**SET PROBLEM**
Recast the rows below as a Markdown table with the columns Row and Line, numbering each line and leaving out blank lines. Start at the line that has "of the grassy" and go through the end of the rows.

**RECORDS SHOWN**

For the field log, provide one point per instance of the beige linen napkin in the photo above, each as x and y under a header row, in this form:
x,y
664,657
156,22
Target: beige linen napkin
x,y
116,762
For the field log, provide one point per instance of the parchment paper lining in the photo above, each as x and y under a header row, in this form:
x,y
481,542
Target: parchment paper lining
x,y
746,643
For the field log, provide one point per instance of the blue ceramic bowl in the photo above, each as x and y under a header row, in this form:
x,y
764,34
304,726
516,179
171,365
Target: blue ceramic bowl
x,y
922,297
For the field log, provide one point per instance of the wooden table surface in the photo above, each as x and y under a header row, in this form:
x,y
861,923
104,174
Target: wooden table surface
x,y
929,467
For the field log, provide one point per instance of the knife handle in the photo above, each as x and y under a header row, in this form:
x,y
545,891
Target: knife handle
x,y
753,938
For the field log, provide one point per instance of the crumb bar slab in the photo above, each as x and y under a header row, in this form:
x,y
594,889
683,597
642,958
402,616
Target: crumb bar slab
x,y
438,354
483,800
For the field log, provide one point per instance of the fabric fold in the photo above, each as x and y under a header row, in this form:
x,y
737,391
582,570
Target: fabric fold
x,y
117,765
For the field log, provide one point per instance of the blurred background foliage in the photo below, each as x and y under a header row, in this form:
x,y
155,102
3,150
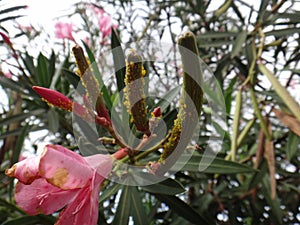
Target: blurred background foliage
x,y
250,48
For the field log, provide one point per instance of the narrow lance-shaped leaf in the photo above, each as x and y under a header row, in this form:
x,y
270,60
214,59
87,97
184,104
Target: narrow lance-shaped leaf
x,y
90,83
190,101
281,91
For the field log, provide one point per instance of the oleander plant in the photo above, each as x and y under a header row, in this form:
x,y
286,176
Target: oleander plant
x,y
151,112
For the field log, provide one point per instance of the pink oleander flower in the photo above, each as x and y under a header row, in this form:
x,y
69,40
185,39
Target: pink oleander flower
x,y
104,21
54,98
105,24
61,179
64,31
6,39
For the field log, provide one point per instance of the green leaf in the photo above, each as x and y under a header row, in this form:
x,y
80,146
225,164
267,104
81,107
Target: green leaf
x,y
238,44
167,187
292,145
119,60
98,76
214,165
123,210
14,8
21,117
163,103
137,209
29,64
290,102
20,143
72,77
109,191
273,203
43,73
182,209
283,32
8,83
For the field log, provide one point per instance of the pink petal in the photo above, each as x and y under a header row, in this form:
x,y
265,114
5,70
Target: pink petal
x,y
101,163
84,209
64,169
42,197
26,171
54,98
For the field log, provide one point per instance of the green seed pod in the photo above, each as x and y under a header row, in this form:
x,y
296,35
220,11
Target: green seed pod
x,y
191,98
134,92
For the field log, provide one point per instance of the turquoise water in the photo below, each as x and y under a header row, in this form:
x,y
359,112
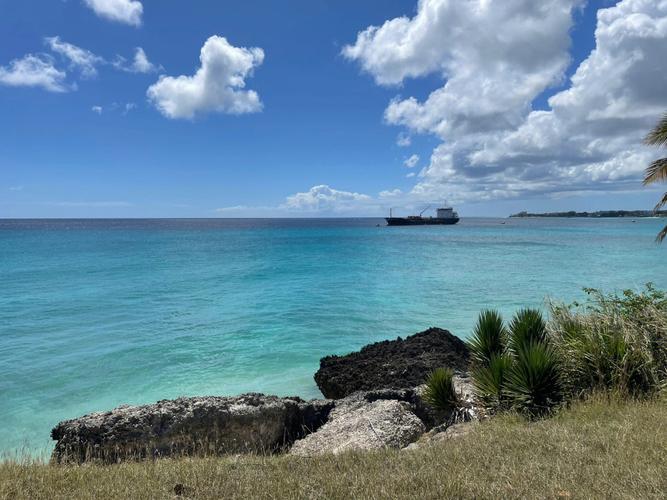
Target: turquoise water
x,y
94,314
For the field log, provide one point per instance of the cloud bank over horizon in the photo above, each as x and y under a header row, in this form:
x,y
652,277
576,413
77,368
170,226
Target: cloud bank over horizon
x,y
495,59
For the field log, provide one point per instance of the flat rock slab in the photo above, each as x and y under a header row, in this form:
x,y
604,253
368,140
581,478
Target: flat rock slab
x,y
383,423
400,363
251,423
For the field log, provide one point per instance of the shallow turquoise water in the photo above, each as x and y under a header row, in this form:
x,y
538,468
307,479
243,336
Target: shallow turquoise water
x,y
94,314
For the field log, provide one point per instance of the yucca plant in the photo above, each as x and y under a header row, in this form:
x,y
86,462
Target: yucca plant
x,y
489,380
488,338
440,392
608,349
533,382
527,327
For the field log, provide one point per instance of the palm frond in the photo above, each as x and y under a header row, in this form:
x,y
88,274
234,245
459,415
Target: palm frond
x,y
526,326
661,203
661,235
658,136
656,171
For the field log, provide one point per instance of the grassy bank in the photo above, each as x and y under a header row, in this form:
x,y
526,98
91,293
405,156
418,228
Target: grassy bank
x,y
600,449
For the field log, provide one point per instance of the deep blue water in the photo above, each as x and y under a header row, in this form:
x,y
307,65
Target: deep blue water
x,y
97,313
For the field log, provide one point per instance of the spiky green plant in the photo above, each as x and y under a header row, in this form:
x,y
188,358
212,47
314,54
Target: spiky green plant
x,y
527,327
533,382
488,337
440,392
612,343
489,381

**WRITTEN REPLY**
| Row | Line |
|---|---|
| 1 | For the field log, provide one point per instance of the grassy bank in the photo above, each as x and y under a header row, in this form: |
| 2 | x,y |
| 3 | 526,98 |
| 4 | 91,293 |
| 5 | 405,156 |
| 6 | 418,228 |
| 7 | Target: grassy bank |
| 8 | x,y |
| 9 | 600,449 |
| 10 | For the field log, provide one point per instance of the deep blue water in the photo above, each as x and y under a header row, in this form: |
| 11 | x,y |
| 12 | 307,65 |
| 13 | Target: deep blue water |
| 14 | x,y |
| 15 | 97,313 |
| 16 | For the field log, provide one point per instance of the spiky green plant in the photo above, each as x and y under a header row, in this form: |
| 17 | x,y |
| 18 | 188,358 |
| 19 | 212,47 |
| 20 | 314,54 |
| 21 | Target: spiky green plant |
| 22 | x,y |
| 23 | 527,327 |
| 24 | 533,382 |
| 25 | 488,337 |
| 26 | 440,392 |
| 27 | 612,343 |
| 28 | 489,381 |